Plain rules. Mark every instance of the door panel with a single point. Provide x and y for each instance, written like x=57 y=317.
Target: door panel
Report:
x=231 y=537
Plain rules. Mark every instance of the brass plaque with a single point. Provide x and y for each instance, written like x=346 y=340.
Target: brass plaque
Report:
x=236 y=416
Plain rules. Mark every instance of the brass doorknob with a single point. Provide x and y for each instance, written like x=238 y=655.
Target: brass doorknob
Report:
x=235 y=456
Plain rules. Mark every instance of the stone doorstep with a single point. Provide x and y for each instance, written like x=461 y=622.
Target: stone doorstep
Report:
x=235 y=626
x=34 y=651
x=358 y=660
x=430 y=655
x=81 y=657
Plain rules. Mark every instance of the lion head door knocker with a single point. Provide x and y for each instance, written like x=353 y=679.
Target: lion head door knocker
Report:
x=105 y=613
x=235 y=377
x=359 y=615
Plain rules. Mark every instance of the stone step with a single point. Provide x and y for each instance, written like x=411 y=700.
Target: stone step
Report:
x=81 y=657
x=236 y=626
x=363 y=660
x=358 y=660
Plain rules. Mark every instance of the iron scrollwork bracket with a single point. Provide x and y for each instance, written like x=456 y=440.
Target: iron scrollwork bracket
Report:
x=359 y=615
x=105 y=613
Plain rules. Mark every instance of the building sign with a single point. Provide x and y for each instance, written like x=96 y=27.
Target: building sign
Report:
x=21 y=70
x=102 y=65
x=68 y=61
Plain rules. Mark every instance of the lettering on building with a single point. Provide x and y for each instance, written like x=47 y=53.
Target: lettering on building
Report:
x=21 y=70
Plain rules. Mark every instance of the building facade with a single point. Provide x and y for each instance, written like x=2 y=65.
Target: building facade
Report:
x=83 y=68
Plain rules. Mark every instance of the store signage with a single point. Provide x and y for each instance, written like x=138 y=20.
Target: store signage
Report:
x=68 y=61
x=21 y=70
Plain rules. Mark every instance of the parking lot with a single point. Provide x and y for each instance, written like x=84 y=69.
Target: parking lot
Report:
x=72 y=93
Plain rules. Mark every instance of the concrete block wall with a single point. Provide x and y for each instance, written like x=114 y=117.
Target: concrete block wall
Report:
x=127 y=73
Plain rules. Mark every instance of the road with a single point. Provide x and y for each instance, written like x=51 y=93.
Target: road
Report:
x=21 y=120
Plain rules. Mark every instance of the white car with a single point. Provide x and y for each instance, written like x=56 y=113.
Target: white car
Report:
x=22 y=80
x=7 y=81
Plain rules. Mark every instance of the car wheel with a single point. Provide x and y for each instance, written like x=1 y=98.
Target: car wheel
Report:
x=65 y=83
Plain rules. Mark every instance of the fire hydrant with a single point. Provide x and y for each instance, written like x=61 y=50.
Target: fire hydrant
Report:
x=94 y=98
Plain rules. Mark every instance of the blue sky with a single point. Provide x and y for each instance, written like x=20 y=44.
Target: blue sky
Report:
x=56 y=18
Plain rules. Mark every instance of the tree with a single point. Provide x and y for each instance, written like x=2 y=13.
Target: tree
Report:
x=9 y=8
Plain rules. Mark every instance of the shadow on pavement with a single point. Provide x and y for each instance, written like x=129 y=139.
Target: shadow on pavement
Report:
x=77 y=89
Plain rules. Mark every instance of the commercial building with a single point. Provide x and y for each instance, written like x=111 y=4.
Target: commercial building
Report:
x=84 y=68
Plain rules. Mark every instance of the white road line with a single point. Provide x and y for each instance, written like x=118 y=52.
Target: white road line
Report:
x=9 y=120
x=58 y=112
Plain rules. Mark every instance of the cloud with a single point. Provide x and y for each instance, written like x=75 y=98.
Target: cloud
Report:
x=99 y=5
# # # # # # #
Give back the line containing "Plain rules. Mark every instance of the cloud" and all the lines after it through the end of the records, unchanged.

Plain rules. Mark every instance of the cloud with a single point. Provide x and y for each instance, written like x=75 y=98.
Target: cloud
Report:
x=99 y=5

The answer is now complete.